**The task:** Going line by line through the records below, count those containing the word "negative", then give only the count.
[[ Data to use open ]]
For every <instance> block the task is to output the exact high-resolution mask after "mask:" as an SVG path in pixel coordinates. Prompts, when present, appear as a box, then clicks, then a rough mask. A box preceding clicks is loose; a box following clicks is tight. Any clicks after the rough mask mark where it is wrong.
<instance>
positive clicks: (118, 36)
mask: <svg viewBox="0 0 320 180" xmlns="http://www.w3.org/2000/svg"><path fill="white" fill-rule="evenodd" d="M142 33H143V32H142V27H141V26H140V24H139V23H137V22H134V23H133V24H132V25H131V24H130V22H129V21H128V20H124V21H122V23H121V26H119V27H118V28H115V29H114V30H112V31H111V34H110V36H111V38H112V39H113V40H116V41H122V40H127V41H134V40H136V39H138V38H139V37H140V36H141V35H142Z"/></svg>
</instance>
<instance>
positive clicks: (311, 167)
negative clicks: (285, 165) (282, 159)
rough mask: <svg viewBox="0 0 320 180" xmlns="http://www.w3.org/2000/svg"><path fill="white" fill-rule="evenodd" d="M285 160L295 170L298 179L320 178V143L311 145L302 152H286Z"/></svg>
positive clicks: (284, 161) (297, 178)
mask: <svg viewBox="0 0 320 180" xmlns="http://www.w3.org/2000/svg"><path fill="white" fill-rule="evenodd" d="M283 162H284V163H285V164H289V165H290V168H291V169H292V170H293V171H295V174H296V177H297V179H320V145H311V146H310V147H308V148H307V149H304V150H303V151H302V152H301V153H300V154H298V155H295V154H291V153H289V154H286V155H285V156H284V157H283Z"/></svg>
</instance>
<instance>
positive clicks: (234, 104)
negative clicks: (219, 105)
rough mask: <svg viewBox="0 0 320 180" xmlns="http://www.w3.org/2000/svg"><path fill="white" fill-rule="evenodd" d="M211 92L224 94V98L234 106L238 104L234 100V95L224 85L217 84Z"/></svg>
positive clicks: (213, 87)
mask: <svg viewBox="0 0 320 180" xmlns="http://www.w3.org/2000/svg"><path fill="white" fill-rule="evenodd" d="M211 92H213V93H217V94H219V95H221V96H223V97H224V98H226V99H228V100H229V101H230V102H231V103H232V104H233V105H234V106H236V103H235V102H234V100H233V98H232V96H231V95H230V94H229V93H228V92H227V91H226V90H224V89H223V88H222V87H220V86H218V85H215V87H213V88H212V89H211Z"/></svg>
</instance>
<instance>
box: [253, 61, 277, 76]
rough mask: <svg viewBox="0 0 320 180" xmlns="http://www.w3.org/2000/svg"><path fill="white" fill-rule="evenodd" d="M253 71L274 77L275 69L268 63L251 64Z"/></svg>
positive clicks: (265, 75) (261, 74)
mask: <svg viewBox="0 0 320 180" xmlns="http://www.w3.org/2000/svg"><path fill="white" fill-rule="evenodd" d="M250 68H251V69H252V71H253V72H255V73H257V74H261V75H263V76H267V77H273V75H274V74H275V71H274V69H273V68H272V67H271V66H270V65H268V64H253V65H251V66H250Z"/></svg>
[[ Data to use closed ]]
**Response to the exercise:** 2